** What is being asked **
Please write back every entry exactly, character for character.

** Data to examine **
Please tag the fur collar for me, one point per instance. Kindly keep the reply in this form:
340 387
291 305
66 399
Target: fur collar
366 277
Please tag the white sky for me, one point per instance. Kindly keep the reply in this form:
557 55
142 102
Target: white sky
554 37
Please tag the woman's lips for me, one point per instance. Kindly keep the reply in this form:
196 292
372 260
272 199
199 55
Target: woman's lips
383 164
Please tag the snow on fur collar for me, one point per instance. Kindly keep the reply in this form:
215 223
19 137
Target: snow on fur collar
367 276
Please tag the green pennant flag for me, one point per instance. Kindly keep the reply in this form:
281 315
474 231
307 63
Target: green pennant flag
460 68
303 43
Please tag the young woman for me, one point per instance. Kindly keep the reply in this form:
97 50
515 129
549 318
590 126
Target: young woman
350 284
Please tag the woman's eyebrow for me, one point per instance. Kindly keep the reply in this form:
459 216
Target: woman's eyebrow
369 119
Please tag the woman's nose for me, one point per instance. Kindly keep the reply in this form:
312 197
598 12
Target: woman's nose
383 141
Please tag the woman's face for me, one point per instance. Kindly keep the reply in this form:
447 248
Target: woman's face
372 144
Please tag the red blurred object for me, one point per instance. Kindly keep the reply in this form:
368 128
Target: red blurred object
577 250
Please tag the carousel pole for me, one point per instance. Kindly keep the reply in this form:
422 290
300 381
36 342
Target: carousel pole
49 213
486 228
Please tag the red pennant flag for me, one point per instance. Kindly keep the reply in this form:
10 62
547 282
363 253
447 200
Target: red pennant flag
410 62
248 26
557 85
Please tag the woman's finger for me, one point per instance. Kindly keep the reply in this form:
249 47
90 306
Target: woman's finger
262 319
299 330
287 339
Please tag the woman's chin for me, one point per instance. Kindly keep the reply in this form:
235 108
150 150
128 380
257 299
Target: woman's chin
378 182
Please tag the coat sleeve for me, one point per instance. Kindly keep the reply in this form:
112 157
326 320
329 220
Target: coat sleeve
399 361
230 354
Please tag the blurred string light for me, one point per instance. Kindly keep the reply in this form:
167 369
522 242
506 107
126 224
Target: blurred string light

** Written response **
Please tag the fur collar for me, one point per instance. Kindly keep the reply in this form:
340 387
291 305
66 399
Target: fur collar
366 277
Please tag the white sky for me, one point per instance. Kindly keep the reply in this form:
557 55
142 102
Target: white sky
554 37
Please tag the woman's lips for me, one point per instance. Kindly keep the reply in this form:
196 292
372 260
272 199
199 55
Target: woman's lips
383 164
Please tag the snow on fur collar for me, one point per instance. Kindly keep the reply in this form:
215 223
19 137
Target: snow on fur collar
367 276
Please tag the green pennant flag for me, one point per instance. Kindly keep the reply in this form:
281 315
474 231
307 63
Target: green pennant flag
460 68
303 43
Please tag the young woman for me, one point per instance. Kindly keep the reply in this form:
97 50
515 129
549 318
590 126
Target: young woman
350 284
Please tag the woman's eyebrow for me, one point per instance. Kindly keep the reply in this form:
459 216
Target: woman's eyebrow
369 119
Please tag the woman's nose for me, one point per instance. Kindly keep the reply in this form:
312 197
598 12
Target: woman's nose
383 141
Please tag the woman's face for me, one point per instance. Kindly keep the reply in this form:
447 248
Target: woman's face
372 144
Please tag the red blurred object for me, one point per instance. Kindly keep the reply in this form:
368 128
Target: red blurred object
577 250
Please tag the carousel pole for me, one point per instance. Kindly keep the reply in this form:
422 290
300 381
36 342
Target: carousel pole
49 213
486 228
Please tag the red pennant flag for me, one point per instance. Kindly keep the reply in this form:
10 62
547 282
363 253
447 200
Target: red pennant flag
410 62
248 26
557 85
Please tag the woman's finger for me, one point per instance. Kindly keep the reply in this form:
249 47
90 306
Target: woman's finger
262 319
299 330
287 339
Please tag the woman's chin for me, one point per instance. Kindly keep the reply in this form:
235 108
150 150
128 380
257 299
Target: woman's chin
378 182
Please tag the coat sleeve for me, one point per instance. Kindly keep the reply in this form:
112 157
326 320
329 220
Target: coat sleeve
399 361
230 354
Please tag the blurred string light for me, one point per instance. Kindly keep the reply in this form:
167 369
522 242
506 107
126 224
Target: blurred string light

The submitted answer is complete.